— START Data in this exercise —

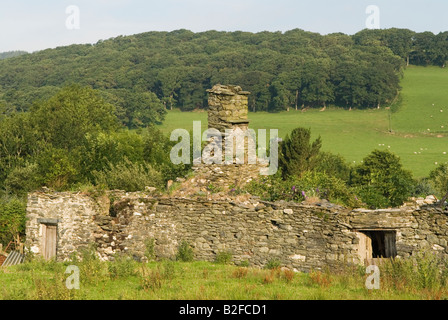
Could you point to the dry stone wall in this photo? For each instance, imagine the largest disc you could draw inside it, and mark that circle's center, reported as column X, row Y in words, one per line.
column 300, row 236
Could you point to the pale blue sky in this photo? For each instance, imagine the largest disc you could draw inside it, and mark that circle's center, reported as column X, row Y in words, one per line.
column 36, row 25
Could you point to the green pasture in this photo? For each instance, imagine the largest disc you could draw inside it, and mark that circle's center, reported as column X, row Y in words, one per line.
column 417, row 132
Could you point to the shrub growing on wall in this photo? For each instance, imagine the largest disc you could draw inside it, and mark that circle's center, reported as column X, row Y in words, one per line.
column 381, row 180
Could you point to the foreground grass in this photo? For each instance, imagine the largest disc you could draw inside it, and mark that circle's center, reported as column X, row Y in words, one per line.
column 354, row 134
column 129, row 280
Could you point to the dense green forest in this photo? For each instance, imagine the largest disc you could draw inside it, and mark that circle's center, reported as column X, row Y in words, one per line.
column 66, row 114
column 146, row 73
column 11, row 54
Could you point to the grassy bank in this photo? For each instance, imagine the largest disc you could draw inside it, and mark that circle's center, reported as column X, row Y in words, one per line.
column 168, row 280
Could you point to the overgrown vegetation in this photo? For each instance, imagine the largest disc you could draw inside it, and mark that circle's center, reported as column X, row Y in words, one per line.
column 421, row 277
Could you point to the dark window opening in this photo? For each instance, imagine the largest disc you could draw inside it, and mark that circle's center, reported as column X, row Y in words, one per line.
column 383, row 243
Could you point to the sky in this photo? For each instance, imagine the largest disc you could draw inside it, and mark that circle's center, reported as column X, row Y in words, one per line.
column 36, row 25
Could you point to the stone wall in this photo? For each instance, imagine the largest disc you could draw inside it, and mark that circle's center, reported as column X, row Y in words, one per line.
column 227, row 108
column 302, row 237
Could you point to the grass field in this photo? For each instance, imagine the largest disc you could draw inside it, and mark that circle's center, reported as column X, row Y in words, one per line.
column 354, row 134
column 130, row 280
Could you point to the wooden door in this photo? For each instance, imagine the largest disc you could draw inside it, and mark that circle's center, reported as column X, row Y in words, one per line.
column 50, row 241
column 365, row 250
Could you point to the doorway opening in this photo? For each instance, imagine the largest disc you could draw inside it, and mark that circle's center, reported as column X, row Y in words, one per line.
column 376, row 245
column 49, row 241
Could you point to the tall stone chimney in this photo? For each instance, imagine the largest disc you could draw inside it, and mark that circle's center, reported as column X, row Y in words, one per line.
column 228, row 108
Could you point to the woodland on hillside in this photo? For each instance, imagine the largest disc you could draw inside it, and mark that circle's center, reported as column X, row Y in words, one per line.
column 82, row 117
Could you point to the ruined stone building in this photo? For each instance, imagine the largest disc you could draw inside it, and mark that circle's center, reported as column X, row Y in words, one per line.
column 301, row 236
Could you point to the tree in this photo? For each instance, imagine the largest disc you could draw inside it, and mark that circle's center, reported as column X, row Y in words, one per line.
column 297, row 153
column 439, row 178
column 65, row 119
column 382, row 181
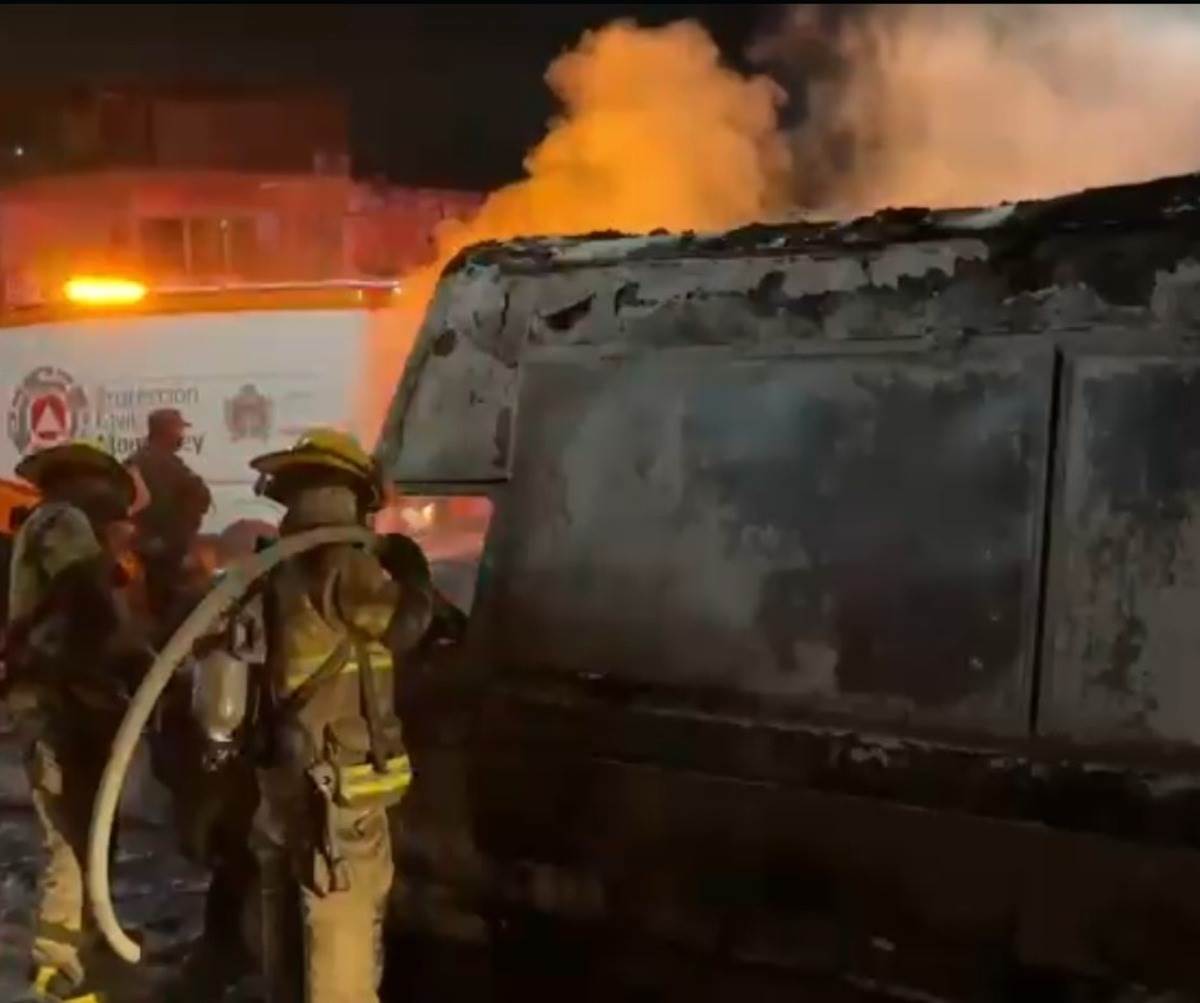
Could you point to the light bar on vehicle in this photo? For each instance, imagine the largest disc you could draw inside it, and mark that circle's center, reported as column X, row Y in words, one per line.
column 101, row 290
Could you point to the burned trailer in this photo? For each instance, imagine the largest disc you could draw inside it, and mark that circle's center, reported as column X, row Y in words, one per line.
column 839, row 610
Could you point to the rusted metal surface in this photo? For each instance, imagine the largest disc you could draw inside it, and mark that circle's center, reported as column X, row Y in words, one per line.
column 851, row 533
column 1123, row 625
column 840, row 588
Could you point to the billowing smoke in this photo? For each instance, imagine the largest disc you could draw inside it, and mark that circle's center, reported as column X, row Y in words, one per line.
column 911, row 104
column 654, row 132
column 966, row 104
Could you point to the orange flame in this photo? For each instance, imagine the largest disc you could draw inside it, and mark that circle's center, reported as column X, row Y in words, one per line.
column 101, row 290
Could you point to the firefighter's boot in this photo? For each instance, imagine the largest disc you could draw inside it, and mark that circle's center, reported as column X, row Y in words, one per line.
column 49, row 985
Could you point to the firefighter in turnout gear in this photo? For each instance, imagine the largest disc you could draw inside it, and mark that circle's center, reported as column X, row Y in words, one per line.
column 71, row 659
column 321, row 636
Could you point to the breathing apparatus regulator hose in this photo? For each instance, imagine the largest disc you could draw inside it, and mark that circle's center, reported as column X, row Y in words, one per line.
column 235, row 583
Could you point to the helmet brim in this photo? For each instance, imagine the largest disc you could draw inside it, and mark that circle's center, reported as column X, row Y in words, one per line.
column 40, row 467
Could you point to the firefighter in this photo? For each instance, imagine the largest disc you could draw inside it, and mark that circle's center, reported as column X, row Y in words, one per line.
column 325, row 628
column 178, row 500
column 71, row 658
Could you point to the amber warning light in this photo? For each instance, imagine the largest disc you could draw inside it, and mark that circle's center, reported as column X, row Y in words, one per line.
column 97, row 290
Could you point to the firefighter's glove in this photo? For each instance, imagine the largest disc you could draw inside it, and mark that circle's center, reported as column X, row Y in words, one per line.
column 217, row 755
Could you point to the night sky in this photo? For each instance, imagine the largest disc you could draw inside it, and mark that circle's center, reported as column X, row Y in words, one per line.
column 439, row 95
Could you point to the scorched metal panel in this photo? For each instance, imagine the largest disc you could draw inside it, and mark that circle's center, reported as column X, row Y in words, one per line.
column 853, row 533
column 1123, row 607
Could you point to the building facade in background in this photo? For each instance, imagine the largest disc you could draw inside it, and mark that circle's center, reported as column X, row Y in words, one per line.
column 199, row 188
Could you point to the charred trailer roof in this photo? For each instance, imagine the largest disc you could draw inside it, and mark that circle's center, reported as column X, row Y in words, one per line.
column 901, row 510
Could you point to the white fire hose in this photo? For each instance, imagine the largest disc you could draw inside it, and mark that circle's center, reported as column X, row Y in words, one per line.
column 235, row 583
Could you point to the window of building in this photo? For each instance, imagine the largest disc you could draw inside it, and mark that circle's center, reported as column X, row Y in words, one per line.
column 205, row 245
column 241, row 246
column 163, row 246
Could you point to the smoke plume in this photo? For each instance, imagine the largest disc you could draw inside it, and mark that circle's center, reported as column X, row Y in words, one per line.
column 654, row 132
column 967, row 104
column 910, row 104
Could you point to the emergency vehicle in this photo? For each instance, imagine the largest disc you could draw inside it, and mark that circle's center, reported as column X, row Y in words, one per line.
column 251, row 366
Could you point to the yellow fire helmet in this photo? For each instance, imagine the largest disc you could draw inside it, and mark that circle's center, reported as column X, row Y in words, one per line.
column 322, row 448
column 40, row 467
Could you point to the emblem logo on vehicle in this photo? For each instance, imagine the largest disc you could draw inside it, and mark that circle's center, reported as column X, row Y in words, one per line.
column 249, row 414
column 47, row 408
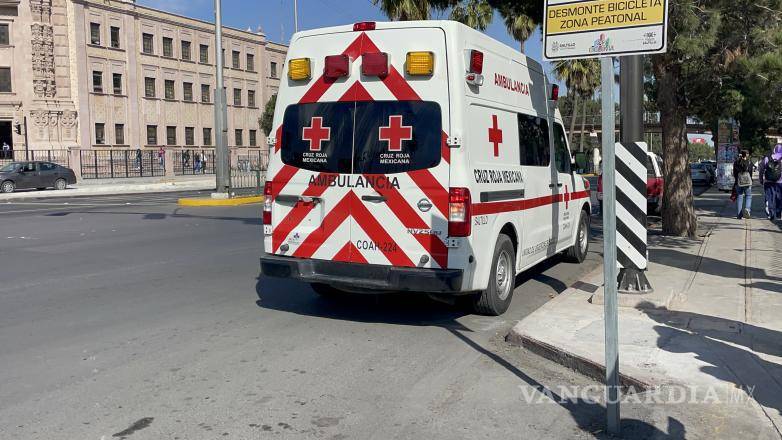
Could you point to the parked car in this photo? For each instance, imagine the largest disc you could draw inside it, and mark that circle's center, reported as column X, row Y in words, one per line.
column 40, row 175
column 700, row 175
column 654, row 184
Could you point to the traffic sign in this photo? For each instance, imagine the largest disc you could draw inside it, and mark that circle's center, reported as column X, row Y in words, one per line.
column 599, row 28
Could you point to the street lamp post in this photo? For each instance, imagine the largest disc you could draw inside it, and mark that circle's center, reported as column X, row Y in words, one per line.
column 222, row 156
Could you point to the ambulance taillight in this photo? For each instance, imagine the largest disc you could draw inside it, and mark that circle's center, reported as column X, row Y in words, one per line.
column 364, row 26
column 337, row 66
column 459, row 212
column 374, row 64
column 268, row 199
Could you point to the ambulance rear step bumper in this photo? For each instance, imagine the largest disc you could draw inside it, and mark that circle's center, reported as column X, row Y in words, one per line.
column 363, row 276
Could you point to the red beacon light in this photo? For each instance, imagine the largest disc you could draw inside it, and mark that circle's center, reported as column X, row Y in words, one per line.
column 475, row 69
column 374, row 64
column 364, row 26
column 554, row 92
column 336, row 66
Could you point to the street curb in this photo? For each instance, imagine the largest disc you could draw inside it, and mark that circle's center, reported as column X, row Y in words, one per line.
column 579, row 364
column 220, row 202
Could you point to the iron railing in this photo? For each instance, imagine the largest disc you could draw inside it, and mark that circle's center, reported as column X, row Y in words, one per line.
column 59, row 157
column 193, row 162
column 116, row 164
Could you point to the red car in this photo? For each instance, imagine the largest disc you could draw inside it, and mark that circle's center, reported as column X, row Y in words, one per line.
column 654, row 184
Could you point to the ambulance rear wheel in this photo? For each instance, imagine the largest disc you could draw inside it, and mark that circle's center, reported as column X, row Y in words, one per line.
column 495, row 300
column 577, row 252
column 326, row 290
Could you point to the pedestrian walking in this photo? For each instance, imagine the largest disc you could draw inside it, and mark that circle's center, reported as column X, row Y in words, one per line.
column 770, row 175
column 742, row 173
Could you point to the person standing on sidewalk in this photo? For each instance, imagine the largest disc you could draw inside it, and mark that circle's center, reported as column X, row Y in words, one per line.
column 742, row 172
column 771, row 178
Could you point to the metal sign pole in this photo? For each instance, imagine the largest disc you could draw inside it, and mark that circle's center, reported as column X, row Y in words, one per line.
column 609, row 247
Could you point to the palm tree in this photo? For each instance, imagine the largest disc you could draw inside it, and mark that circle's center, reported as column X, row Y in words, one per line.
column 519, row 26
column 476, row 14
column 405, row 10
column 577, row 75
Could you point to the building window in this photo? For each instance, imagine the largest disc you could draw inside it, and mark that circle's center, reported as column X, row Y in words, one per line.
column 251, row 98
column 169, row 89
column 95, row 34
column 5, row 79
column 189, row 136
column 5, row 35
column 114, row 37
column 119, row 134
column 187, row 92
column 205, row 94
column 117, row 82
column 100, row 134
column 235, row 59
column 148, row 43
column 170, row 135
column 97, row 81
column 186, row 50
column 204, row 50
column 168, row 47
column 151, row 134
column 149, row 87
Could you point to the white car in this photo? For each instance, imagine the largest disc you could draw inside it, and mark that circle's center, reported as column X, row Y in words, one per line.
column 418, row 156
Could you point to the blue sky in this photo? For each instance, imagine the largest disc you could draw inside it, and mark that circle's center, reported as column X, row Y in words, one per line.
column 275, row 17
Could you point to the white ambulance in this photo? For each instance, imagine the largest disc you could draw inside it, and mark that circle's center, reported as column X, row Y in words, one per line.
column 417, row 156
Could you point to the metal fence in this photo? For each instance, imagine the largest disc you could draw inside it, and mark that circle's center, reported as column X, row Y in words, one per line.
column 59, row 157
column 192, row 162
column 115, row 164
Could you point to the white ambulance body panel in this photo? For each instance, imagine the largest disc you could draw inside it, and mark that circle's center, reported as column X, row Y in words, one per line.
column 361, row 166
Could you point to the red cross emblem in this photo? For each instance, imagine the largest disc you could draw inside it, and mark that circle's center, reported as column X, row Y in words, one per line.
column 495, row 135
column 316, row 133
column 394, row 133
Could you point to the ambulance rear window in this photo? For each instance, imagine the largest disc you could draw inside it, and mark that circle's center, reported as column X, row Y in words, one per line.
column 369, row 137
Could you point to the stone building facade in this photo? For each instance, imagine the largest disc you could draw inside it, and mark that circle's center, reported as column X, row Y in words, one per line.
column 114, row 74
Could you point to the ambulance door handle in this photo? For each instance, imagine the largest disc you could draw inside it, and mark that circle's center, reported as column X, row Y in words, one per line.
column 376, row 199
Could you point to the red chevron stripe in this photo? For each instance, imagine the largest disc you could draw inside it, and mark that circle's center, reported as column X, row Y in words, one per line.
column 410, row 219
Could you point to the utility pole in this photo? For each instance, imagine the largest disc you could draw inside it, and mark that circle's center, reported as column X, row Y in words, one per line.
column 609, row 247
column 222, row 156
column 295, row 16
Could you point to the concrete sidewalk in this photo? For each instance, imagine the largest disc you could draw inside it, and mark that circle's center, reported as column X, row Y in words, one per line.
column 713, row 323
column 120, row 186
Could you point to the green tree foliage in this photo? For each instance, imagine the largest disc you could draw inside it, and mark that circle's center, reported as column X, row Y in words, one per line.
column 267, row 118
column 476, row 14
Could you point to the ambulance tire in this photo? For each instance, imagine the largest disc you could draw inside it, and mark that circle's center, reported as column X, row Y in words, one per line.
column 577, row 252
column 326, row 291
column 496, row 299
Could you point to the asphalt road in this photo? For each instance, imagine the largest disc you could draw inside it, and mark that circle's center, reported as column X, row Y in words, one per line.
column 129, row 317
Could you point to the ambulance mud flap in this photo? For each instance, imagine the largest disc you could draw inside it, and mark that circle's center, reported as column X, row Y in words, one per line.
column 364, row 276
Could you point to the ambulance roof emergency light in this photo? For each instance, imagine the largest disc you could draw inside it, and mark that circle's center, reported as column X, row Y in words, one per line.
column 299, row 69
column 419, row 63
column 337, row 66
column 374, row 64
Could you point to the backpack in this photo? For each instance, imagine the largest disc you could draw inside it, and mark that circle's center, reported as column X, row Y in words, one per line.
column 773, row 171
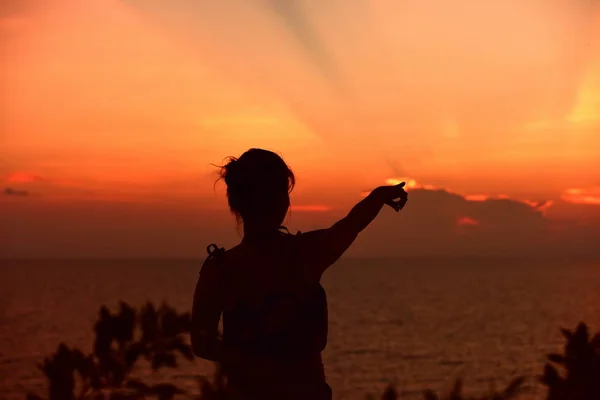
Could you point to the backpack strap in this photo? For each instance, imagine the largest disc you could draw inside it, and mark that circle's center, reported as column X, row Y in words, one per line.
column 213, row 250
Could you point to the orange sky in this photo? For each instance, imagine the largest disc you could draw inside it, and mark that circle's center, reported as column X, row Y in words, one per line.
column 131, row 100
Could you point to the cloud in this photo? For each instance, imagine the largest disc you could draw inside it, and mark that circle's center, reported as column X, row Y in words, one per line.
column 310, row 208
column 582, row 196
column 23, row 177
column 439, row 222
column 16, row 192
column 298, row 23
column 435, row 223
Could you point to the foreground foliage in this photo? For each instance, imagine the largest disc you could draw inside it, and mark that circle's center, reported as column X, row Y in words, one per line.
column 158, row 336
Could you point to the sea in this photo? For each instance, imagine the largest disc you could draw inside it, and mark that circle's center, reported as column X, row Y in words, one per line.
column 417, row 324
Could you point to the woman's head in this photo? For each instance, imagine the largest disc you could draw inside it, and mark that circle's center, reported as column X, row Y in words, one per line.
column 258, row 186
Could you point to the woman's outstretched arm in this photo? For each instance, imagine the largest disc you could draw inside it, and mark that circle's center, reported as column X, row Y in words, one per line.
column 321, row 248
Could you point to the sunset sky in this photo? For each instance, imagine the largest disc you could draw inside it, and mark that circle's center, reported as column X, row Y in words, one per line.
column 112, row 112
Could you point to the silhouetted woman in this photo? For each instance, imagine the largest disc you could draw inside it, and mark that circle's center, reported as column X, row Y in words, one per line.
column 268, row 287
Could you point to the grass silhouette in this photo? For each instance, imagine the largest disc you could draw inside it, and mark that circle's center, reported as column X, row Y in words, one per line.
column 159, row 336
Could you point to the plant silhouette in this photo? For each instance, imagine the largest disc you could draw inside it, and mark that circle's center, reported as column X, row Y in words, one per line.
column 158, row 335
column 581, row 364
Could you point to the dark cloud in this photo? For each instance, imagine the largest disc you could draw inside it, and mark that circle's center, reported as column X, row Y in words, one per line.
column 16, row 192
column 430, row 226
column 302, row 29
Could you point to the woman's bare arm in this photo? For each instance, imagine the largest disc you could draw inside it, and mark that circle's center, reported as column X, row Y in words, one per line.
column 206, row 313
column 321, row 248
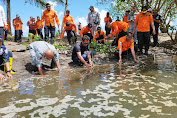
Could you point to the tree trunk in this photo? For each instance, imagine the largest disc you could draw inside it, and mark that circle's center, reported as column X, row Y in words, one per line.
column 66, row 5
column 8, row 15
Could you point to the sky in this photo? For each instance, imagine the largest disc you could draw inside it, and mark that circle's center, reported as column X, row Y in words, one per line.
column 79, row 10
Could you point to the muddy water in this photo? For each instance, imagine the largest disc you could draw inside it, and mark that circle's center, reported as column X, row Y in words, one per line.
column 145, row 90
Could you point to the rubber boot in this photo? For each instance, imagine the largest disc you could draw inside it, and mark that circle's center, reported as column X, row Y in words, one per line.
column 10, row 63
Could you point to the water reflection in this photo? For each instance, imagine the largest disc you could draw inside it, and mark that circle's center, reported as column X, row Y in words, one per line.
column 147, row 89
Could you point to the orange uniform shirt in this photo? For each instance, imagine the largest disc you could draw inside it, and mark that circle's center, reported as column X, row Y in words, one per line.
column 124, row 44
column 118, row 26
column 85, row 30
column 13, row 21
column 125, row 18
column 143, row 21
column 38, row 24
column 72, row 27
column 107, row 19
column 67, row 19
column 48, row 17
column 18, row 24
column 97, row 35
column 7, row 26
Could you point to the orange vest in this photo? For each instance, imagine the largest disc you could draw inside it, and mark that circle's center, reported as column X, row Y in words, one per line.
column 72, row 27
column 85, row 30
column 18, row 24
column 107, row 19
column 97, row 35
column 48, row 17
column 124, row 44
column 38, row 24
column 118, row 26
column 125, row 18
column 143, row 21
column 67, row 19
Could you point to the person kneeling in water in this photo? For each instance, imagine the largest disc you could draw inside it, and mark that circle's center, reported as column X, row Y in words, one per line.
column 126, row 43
column 81, row 52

— END Data in this exercise —

### Exercise details
Make an exact copy of every line from the one with "Could you point to the orange vest" to the end of the data, with the first and last of those lines included.

### Solution to the exercise
Could you point to the orange vest in this photo? For each instance, imagine the largest disc you could draw inside it, and mark that circle's center, reported as column X, row Y in words, one per line.
column 72, row 27
column 85, row 30
column 18, row 24
column 107, row 19
column 97, row 35
column 48, row 17
column 124, row 44
column 38, row 24
column 118, row 26
column 125, row 18
column 143, row 21
column 67, row 19
Could you point to the person kneeling in water in this photo? For each instance, imagine the largest disc you could draw inside it, and mark that circle's center, reported as column X, row Y in words, one per line.
column 126, row 43
column 81, row 52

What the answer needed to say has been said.